In Cloud-Native Era, What Kind of ETL Solution is Needed? Check out PieCloudDB Database’s ETL Solution

SEPTEMBER 27TH, 2023

The importance of ETL (Extract, Transform, Load) is self-evident for database users. ETL, which stands for Extract, Transform, Load, can be simply understood as the process of importing data into a database. ETL essentially involves moving data between different systems or data organizational formats. The ETL process helps database users achieve efficient data management and optimization. It ensures that data in the database undergoes careful processing to meet the needs of users.

ETL in cloud-native environment

With the advent of the cloud-native era, cost-effective and easily scalable object storage solutions have become the preferred choice to meet users' demands for high elasticity and cost-effectiveness. Traditional ETL is a process that involves extracting, cleansing, transforming, and ultimately loading data from source systems into target systems for analysis. Traditional ETL is characterized by high throughput and excellent batch loading performance, but it has the drawback of significant impact on both source and target systems. Typically, it is performed during non-business peak hours, resulting in significant data latency, often with a delay of T+1.

Change Data Capture (CDC) refers to capturing data changes occurring in a database or file system in real-time or near real-time and synchronizing it with other data systems while ensuring data consistency and accuracy. CDC is usually implemented by parsing source-side logs, causing minimal impact on the source system and offering low latency. However, compared to batch mode, CDC introduces higher data update overhead to the target system, especially analytical databases. Nevertheless, the CDC approach is increasingly widely used in data synchronization. Similarly, the traditional ETL mode still has irreplaceable advantages in many scenarios.

####################

• [WHAT YOU NEED TO DO]
1) Copy the passage of the ETL text starting with "Change Data Capture" and going on through "in many scenarios.", substituting "delay" for "latency".
2) According to the ETL text, how is CDC usually implemented?

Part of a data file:
####################

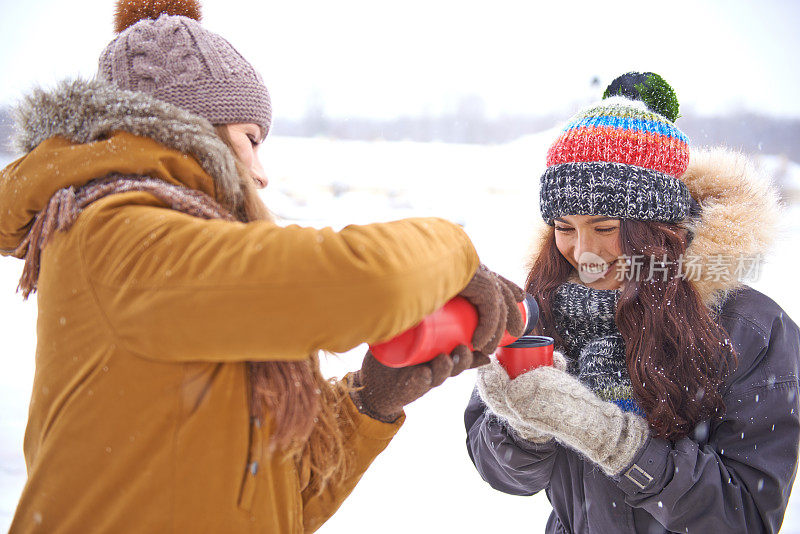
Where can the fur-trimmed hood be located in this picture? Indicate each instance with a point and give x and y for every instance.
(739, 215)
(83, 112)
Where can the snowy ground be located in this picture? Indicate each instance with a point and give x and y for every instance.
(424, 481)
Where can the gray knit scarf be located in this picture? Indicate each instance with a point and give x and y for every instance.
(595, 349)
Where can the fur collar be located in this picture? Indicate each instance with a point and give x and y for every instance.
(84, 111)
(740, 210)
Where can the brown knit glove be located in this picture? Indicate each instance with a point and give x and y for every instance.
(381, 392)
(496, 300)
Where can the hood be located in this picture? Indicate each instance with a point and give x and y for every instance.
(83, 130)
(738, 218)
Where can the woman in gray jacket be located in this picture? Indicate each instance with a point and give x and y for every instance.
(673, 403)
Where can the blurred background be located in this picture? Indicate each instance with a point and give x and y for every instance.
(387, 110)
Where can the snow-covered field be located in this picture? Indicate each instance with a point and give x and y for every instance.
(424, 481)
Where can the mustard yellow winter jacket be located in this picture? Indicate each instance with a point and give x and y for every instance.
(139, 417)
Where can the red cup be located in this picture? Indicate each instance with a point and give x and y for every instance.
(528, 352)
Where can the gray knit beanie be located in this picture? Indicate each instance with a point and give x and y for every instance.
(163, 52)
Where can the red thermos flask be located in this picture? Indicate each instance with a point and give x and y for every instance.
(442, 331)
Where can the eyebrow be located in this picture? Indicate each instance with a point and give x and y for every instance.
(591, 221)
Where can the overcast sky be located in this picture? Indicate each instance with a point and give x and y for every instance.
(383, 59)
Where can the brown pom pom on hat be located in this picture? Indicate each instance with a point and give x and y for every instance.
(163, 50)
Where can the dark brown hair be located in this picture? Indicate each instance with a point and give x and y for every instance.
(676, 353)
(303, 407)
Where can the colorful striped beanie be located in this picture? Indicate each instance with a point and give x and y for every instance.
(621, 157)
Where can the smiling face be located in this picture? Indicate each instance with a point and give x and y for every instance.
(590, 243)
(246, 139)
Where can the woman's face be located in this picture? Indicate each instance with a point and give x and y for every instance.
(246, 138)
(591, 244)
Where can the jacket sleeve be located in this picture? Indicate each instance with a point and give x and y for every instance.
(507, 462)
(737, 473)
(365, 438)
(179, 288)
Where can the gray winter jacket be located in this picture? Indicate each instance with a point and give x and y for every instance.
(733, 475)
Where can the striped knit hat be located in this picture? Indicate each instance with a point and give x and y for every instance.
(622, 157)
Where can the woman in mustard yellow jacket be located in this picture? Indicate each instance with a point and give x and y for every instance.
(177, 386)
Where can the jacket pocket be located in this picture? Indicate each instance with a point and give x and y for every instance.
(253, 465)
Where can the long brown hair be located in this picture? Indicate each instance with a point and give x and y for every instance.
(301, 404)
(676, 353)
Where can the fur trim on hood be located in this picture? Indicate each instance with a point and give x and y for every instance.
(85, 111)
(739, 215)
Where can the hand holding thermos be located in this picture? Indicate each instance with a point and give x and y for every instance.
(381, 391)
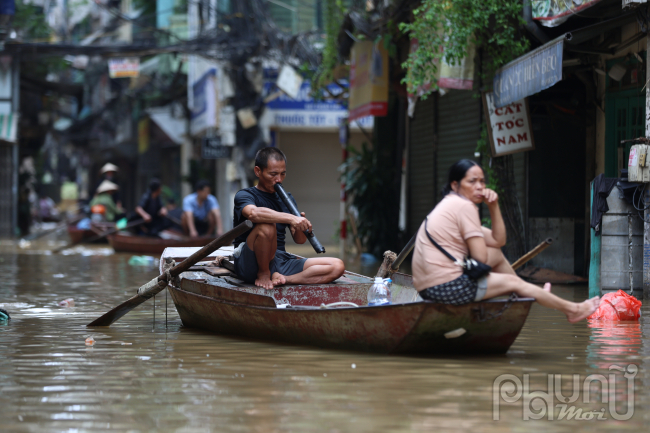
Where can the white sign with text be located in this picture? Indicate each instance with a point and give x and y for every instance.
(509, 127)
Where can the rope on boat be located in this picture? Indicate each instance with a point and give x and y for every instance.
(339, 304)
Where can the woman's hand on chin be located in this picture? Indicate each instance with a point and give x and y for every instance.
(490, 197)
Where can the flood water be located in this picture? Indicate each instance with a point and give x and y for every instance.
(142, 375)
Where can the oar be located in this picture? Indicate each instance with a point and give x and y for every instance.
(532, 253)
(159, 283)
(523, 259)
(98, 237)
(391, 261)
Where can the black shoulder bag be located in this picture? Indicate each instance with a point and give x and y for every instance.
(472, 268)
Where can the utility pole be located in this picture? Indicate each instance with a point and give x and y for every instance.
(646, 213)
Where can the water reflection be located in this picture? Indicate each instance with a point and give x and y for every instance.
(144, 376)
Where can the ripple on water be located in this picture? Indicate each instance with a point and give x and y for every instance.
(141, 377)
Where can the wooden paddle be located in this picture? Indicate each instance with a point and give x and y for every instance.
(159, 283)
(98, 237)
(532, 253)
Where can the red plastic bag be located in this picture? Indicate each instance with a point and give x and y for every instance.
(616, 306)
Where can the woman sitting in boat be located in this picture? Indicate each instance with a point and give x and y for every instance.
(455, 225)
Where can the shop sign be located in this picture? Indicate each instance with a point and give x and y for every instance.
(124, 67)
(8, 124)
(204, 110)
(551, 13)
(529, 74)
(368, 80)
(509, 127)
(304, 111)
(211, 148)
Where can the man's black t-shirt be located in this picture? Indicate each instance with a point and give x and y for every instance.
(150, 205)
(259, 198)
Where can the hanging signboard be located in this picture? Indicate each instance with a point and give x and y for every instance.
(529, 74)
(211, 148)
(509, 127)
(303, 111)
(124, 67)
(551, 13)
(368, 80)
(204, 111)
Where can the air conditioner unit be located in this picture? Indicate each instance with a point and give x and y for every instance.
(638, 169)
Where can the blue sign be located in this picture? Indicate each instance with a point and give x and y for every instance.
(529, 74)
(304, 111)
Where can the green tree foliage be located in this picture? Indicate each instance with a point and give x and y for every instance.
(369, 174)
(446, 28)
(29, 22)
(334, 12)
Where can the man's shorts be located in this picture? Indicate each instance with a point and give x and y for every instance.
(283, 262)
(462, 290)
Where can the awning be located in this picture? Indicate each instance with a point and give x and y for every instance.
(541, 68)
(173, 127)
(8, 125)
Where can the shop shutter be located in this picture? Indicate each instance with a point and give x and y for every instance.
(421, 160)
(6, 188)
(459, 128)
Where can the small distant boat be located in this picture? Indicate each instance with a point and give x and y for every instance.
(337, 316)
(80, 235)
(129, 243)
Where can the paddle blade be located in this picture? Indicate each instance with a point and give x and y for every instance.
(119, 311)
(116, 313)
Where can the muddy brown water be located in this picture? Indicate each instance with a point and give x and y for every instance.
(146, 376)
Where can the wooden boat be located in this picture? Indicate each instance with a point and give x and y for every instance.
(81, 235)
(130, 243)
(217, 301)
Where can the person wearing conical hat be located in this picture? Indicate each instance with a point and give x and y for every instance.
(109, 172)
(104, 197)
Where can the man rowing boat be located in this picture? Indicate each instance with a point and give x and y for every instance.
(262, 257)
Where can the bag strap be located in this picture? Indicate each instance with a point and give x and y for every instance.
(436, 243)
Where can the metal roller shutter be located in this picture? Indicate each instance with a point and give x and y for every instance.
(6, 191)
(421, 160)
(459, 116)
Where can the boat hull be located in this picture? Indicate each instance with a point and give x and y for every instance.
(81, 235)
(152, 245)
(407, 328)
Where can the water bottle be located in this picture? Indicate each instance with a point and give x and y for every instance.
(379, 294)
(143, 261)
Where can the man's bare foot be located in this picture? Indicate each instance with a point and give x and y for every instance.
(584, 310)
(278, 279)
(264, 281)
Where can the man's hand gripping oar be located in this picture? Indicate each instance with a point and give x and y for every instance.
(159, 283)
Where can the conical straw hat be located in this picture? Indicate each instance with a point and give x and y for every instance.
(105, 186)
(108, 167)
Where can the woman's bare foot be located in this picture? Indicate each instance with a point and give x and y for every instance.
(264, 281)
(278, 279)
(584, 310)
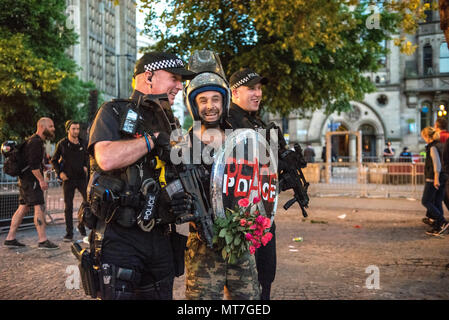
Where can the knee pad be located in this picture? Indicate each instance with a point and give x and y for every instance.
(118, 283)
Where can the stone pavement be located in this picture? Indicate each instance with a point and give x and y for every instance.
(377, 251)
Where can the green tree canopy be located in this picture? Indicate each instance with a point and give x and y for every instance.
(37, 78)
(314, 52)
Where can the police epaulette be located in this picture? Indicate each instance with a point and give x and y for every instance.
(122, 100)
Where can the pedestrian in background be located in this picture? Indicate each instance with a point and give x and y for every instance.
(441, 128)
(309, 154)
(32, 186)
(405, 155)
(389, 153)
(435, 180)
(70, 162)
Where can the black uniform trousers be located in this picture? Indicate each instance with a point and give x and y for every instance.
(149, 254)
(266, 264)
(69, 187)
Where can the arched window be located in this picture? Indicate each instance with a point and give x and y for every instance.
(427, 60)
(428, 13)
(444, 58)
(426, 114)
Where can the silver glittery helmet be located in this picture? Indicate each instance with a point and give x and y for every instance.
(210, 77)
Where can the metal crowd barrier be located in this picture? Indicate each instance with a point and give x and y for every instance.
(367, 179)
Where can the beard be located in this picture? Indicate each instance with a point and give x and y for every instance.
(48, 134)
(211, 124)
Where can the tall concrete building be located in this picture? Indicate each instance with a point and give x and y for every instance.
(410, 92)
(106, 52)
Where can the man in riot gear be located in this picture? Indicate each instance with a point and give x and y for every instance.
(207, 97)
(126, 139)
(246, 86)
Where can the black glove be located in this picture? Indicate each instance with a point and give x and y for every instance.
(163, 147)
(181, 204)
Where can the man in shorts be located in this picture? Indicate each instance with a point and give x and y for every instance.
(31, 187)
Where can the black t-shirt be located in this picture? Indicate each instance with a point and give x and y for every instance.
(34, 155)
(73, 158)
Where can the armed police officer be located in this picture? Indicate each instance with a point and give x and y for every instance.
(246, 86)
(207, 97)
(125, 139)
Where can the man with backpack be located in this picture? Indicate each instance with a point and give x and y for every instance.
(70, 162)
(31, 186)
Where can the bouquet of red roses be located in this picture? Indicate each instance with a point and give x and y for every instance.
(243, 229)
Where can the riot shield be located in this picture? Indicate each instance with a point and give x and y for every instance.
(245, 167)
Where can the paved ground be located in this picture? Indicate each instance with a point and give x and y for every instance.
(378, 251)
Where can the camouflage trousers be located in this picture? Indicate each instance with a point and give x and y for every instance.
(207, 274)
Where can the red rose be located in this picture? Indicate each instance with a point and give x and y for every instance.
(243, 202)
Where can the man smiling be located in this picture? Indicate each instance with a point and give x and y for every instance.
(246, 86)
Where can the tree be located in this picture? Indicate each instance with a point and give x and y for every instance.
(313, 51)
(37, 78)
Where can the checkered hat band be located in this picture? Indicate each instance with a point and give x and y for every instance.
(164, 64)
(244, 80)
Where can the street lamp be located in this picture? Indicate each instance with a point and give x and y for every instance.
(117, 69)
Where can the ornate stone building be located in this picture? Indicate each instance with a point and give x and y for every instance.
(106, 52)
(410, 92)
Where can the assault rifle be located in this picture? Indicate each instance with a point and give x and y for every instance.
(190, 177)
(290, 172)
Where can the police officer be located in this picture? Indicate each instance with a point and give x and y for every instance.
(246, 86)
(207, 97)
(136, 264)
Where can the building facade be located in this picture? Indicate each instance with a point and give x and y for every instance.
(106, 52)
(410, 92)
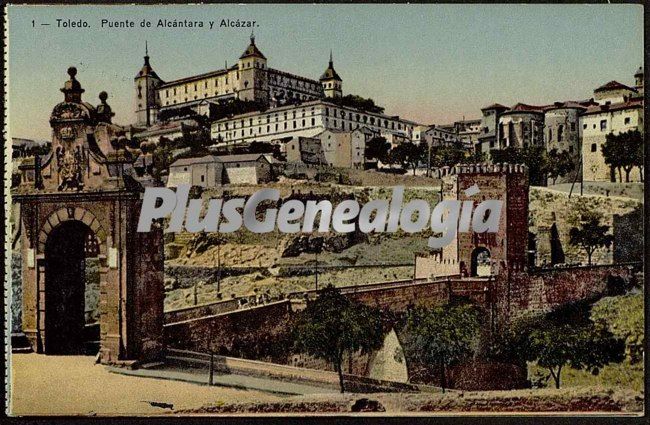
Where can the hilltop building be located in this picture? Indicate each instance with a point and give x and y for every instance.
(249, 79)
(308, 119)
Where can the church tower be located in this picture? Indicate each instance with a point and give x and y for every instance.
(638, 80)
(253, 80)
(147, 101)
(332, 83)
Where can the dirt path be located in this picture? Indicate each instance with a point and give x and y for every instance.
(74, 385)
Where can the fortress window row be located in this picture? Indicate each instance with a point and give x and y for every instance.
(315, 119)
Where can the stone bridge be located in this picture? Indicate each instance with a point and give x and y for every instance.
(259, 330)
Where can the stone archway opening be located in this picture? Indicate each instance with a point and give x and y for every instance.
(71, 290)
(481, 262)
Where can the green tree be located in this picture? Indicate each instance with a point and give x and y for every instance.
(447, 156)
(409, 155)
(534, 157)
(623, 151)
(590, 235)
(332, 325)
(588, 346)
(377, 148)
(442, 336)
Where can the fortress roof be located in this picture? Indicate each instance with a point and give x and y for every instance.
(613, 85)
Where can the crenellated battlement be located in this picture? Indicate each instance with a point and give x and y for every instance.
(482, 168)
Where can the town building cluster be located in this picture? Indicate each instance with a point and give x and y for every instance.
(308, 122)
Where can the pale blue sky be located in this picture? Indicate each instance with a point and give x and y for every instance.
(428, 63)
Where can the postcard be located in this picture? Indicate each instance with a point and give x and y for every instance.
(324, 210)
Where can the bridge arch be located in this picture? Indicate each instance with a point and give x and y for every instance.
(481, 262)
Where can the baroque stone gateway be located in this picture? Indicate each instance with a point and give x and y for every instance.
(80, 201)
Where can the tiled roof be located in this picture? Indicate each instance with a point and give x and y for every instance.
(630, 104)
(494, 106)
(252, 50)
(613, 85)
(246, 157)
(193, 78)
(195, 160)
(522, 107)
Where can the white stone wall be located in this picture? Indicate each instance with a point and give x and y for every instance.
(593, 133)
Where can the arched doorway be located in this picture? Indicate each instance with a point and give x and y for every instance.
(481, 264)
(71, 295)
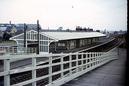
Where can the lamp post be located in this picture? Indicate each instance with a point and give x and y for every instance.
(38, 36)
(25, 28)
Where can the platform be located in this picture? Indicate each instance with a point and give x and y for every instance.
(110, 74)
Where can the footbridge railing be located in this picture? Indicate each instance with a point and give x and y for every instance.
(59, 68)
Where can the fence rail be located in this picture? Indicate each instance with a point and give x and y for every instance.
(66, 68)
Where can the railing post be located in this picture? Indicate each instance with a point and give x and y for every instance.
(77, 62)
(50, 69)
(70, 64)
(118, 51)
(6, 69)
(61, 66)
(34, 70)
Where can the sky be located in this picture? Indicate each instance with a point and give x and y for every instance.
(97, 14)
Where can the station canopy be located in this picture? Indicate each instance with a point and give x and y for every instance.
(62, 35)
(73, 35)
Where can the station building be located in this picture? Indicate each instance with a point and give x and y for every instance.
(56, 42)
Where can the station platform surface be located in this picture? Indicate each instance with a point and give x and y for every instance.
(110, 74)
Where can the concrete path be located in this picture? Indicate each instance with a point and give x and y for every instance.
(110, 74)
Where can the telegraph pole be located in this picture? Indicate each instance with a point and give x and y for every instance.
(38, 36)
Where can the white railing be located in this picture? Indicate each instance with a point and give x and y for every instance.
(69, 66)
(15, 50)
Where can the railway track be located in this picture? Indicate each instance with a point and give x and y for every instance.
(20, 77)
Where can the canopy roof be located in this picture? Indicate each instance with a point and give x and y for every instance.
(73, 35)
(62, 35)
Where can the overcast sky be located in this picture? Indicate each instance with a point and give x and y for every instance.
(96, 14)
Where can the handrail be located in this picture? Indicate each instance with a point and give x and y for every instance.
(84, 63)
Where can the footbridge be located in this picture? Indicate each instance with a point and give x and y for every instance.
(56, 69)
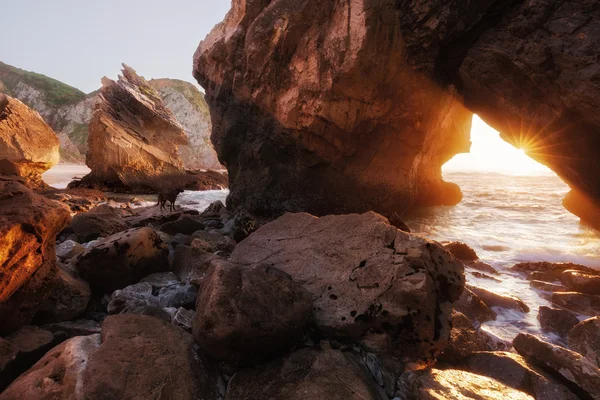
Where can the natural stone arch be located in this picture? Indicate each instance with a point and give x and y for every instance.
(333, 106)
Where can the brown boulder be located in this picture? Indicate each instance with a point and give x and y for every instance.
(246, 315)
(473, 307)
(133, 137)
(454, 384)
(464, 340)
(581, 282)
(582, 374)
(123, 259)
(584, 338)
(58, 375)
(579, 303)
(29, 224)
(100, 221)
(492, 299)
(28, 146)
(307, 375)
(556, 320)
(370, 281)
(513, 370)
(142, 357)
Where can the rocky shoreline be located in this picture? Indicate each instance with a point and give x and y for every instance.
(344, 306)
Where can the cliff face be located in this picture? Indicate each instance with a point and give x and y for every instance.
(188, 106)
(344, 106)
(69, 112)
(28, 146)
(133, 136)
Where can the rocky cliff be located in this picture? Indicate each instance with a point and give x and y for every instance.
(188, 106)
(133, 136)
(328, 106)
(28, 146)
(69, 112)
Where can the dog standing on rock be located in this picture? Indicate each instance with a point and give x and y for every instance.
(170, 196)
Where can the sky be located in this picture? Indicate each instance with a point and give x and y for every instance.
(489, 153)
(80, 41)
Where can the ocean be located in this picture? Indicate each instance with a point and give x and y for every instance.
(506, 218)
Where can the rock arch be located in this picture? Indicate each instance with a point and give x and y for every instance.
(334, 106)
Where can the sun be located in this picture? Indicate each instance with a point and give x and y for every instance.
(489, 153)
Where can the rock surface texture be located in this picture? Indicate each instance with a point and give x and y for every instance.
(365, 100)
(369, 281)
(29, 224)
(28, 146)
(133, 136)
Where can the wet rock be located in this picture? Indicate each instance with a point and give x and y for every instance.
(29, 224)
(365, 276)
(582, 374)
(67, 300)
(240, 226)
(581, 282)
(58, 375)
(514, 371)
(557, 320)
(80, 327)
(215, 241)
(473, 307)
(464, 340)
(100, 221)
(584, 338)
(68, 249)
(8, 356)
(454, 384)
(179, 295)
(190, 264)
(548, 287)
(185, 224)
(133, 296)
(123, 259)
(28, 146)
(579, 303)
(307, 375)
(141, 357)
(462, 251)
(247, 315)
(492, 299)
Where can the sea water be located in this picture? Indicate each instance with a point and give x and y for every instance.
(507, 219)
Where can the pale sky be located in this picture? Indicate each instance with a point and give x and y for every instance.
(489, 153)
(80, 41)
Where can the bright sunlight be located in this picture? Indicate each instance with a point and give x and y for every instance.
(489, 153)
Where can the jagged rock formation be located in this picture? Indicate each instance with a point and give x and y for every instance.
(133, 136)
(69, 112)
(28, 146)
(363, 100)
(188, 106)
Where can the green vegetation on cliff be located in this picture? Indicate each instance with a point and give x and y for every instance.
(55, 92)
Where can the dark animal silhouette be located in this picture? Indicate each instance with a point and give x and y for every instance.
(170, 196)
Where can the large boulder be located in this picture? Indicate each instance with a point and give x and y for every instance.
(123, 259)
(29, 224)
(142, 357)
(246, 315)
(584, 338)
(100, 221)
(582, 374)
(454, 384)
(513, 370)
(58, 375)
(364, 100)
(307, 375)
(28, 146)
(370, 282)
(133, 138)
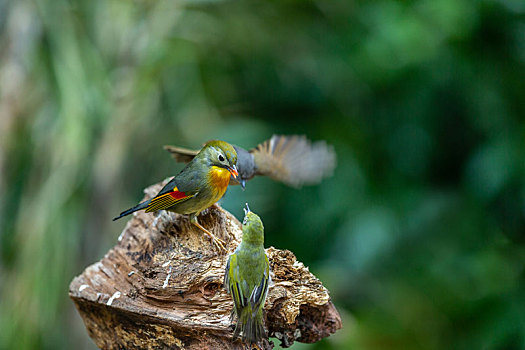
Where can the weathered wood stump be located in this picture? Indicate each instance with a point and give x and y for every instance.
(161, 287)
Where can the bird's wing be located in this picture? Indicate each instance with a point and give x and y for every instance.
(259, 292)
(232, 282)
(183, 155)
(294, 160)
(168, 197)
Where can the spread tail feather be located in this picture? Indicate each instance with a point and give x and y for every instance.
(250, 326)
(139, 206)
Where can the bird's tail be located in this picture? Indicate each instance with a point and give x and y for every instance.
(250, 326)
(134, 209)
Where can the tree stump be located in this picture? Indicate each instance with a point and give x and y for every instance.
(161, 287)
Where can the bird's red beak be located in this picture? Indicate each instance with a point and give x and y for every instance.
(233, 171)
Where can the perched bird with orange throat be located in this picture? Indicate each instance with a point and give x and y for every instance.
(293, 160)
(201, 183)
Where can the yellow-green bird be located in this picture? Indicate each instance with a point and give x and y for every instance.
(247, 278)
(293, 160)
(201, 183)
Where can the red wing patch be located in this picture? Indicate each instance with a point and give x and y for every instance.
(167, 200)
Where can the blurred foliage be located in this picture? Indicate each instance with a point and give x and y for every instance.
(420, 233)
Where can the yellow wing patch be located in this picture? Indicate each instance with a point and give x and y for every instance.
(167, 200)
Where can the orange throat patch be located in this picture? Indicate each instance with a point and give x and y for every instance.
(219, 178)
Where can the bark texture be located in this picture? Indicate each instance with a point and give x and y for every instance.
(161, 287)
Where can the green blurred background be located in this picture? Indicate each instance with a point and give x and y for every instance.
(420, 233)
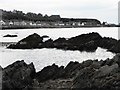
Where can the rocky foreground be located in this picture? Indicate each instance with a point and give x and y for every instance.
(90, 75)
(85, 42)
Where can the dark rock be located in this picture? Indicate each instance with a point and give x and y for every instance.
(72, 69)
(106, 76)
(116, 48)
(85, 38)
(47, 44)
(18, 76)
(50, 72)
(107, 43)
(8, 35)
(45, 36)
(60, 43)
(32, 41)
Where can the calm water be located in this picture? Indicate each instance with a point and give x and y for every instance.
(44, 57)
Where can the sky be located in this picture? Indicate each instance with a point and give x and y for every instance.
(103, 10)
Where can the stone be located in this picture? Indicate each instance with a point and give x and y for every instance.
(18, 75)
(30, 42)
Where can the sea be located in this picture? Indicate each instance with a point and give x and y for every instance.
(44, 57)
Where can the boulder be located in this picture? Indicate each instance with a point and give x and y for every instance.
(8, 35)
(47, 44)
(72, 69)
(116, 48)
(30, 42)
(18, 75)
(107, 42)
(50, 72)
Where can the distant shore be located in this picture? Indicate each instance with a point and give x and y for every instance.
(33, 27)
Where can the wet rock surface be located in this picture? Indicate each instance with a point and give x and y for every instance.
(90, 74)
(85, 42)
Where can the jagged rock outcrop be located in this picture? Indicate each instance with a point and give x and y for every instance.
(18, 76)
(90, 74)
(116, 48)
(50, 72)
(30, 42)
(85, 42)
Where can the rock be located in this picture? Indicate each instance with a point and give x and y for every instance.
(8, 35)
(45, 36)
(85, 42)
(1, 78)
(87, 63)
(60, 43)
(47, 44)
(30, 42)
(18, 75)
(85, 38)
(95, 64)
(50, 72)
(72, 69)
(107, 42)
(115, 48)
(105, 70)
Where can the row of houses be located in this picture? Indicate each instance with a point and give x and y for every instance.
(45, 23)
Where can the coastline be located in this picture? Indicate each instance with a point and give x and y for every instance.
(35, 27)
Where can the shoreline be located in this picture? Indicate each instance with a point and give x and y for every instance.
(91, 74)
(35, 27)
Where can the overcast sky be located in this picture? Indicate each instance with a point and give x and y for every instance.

####################

• [ANSWERS PER TASK]
1)
Change Data Capture (CDC) refers to capturing data changes occurring in a database or file system in real-time or near real-time and synchronizing it with other data systems while ensuring data consistency and accuracy. CDC is usually implemented by parsing source-side logs, causing minimal impact on the source system and offering low delay. However, compared to batch mode, CDC introduces higher data update overhead to the target system, especially analytical databases. Nevertheless, the CDC approach is increasingly widely used in data synchronization. Similarly, the traditional ETL mode still has irreplaceable advantages in many scenarios.

2) By parsing source-side logs.